> **Source text**
»»

Jonathan also spoke a little about the Crushing Burden of fame, enocuraged us all to sell all of us stuff in order to buy tickets for the JoCo Cruise
It was a lot of fun!

After the show (including the not-at-all-planned-or-choreographed,-honest encore) we sold a lot more merchandise, and had the chance to chat a little with Paul and Storm and Jonathan, before helping to pack up the unsold shirts, and heading home. I normally aim to be home well beofre midnoght on days when i have to work in the morning. I failed completely on this occasion, but I have absolutely no regrets whatsoever.  it was a great show, and I am so glad I went. Looking forward to next time.

If I can ever remember my YouTube password, I will try to upload some video I took, but I know there was someone filming pretty much everything, and with a better camera than mine, so she may well have posted a ll the good stuff already..

Wednesday, 8 June 2011

MoT and other tribulations

After last week's sad MoT failure, I took my car back to the garage on monday to have it's cracked thingummy replaced. Which meant having a courtesy car.

The piano-owning-mechanic led me out to the car park and stopped in a rather puizzled way, in front of a parking space which was conspicuously empty.  it should, apparently, have contained a Ford Fiesta. It didn't.  Which is why I ended up with the keys to a souped up Golf GTi. 

It's been a while since I drove a car with a manual gearbox, so when I couldn't get it into reverse I throught it must be me. Until the piano-owning-mechanic came running back to say "Oh, I forgot to mention. Reverse isn't where the gear lever says it is..."  Which made it an interesting drive. Most of the other stuff seemed to be where it claimed to be.  Although I never did find how to make the seat sit up, or whether it was even possible.

««

> **Exercises to complete**
**a.** Write out the part of the blog post above that opens with the words containing "Wednesday, 8 June" and closes with "up Golf GTi.".
**b.** Write the next stretch of the blog post about the courtesy car, picking up after its final sentence.
The listing that comes next is from a different source.

> **Data provided**
»»

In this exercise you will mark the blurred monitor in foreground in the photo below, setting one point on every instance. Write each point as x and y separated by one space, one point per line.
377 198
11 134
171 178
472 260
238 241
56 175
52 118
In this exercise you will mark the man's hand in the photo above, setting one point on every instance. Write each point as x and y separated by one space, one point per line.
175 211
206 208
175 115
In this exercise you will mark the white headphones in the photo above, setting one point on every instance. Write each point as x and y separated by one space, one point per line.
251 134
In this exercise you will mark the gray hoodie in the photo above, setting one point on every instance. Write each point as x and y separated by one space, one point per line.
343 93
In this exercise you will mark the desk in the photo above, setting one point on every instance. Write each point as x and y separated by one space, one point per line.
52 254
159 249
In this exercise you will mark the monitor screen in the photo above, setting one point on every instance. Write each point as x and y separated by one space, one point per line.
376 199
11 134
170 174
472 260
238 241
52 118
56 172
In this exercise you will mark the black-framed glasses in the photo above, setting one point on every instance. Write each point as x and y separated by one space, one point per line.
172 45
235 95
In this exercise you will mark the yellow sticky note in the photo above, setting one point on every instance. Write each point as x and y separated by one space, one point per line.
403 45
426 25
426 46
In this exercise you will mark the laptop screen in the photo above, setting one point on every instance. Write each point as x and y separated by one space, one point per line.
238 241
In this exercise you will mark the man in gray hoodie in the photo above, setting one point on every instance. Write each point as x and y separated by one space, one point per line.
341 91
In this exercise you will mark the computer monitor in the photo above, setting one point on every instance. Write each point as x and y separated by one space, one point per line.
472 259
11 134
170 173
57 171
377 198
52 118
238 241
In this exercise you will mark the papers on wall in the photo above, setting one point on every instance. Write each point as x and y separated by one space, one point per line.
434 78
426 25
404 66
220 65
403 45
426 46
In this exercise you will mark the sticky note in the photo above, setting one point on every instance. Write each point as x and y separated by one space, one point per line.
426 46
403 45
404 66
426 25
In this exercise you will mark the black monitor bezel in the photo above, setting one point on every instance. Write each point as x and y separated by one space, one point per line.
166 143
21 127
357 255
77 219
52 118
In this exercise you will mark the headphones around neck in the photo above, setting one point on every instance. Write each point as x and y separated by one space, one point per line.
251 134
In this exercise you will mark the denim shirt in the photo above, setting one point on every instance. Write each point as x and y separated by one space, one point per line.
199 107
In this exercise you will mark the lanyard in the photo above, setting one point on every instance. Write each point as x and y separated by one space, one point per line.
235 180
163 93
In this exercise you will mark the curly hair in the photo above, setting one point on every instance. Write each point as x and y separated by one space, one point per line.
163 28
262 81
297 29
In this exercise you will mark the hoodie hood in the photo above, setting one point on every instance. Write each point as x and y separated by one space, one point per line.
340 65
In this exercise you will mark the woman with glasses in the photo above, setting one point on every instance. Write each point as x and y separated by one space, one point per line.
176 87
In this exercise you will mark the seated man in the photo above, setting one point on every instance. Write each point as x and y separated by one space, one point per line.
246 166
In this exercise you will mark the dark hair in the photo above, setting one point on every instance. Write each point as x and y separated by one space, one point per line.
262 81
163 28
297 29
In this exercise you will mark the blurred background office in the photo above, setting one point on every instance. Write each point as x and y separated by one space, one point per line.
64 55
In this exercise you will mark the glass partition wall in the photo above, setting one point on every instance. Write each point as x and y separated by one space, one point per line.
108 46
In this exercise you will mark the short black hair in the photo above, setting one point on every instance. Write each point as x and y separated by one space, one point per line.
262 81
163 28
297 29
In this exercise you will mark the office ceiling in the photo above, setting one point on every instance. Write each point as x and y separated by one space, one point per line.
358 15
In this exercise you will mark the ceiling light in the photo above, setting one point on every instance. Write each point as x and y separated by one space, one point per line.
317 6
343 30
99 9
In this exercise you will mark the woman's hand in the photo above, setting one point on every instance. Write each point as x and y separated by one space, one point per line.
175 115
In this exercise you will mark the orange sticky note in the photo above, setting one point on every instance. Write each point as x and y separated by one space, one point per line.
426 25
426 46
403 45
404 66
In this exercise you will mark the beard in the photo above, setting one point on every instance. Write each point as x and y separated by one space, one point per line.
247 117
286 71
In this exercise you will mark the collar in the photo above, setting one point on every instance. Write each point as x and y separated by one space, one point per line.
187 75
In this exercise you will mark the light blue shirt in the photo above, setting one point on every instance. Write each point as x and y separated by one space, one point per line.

««

> **Exercise answers**
**a.**
Wednesday, 8 June 2011

MoT and other tribulations

After last week's sad MoT failure, I took my car back to the garage on monday to have it's cracked thingummy replaced. Which meant having a courtesy car.

The piano-owning-mechanic led me out to the car park and stopped in a rather puizzled way, in front of a parking space which was conspicuously empty.  it should, apparently, have contained a Ford Fiesta. It didn't.  Which is why I ended up with the keys to a souped up Golf GTi.

**b.**
When my car wasn't fixed by teatime I was quite pleased to swap the GTi for the (elderly, diesel) Fiesta, as I could at least sit up to drive it, plus I'm used to Fiestas. My mother used to have one, which she let me drive to Bristol every day for a year when I was living at home and attending university.

And tonight I got to pick my car up, all newly MoT'd and legal again. It has some new springs in it's suspension, and some new shock absorbers. And they did the thing where they saved the old oily bits to show me, presumably to satisfy me that they had actually put new bits in my car, rather than leaving it parked round the corner for 3 days while they played poker or piano or whatever. Of course, as a fraud-detection method, this does rather suppose that I can recognise my own cars oily bits. And that I can identify that the specific oily bits I'm being shown bear any relation to the part of the car which was in need of fixing, which,e xcept for things such as punctures, I mostly can't.  I can identify the wheels. If I evr i have wheel issue Ishall confidently be able to recignise that they are wheels, and probably even that they are the wheels of my car (or wone of its close relatives) but that's about it.

Anyway, I have my own car back, with some new springs and shock-absorbers, and a certificate to say it has passed it's exams and I am legal to drive it for another year.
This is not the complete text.